↓

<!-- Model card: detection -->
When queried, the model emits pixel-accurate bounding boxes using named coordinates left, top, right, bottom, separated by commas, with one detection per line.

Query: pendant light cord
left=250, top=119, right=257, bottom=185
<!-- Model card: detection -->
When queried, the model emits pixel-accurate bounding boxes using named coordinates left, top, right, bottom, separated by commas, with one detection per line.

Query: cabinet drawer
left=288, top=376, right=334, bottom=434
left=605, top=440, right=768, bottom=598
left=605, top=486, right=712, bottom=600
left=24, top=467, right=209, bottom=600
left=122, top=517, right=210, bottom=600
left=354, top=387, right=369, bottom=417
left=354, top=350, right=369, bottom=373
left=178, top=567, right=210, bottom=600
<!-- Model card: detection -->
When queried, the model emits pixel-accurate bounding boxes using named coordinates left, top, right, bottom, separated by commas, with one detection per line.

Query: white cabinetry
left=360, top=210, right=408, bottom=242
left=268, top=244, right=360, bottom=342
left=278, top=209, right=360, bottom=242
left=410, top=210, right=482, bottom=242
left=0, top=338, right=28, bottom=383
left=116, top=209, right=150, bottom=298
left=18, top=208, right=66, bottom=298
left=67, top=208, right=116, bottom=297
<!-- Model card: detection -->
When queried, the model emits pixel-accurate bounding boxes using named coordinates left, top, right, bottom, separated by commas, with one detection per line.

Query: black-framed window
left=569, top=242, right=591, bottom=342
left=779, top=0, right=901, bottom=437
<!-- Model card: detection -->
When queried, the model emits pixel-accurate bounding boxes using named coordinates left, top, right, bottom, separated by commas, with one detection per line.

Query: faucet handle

↑

STATED EXERCISE: Starting from the first of the lines above and ending with the one that contains "left=178, top=567, right=210, bottom=600", lay those lines out as a numbered list, leaving out any blank lines.

REPLY:
1. <!-- Model card: detection -->
2. When queried, the model emits pixel-accurate bounding boxes using named coordinates left, top, right, bottom, separated by commas, with one detection per line.
3. Query: pendant light cord
4. left=250, top=119, right=257, bottom=185
5. <!-- Model card: detection -->
6. When queried, the model emits pixel-accurate bounding boxes using named coordinates left, top, right, bottom, separated by commas, with one detection per line.
7. Query: cabinet drawer
8. left=288, top=376, right=334, bottom=434
9. left=605, top=440, right=768, bottom=598
10. left=605, top=486, right=712, bottom=600
11. left=24, top=467, right=209, bottom=600
12. left=122, top=517, right=210, bottom=600
13. left=354, top=387, right=369, bottom=417
14. left=354, top=350, right=369, bottom=373
15. left=178, top=567, right=210, bottom=600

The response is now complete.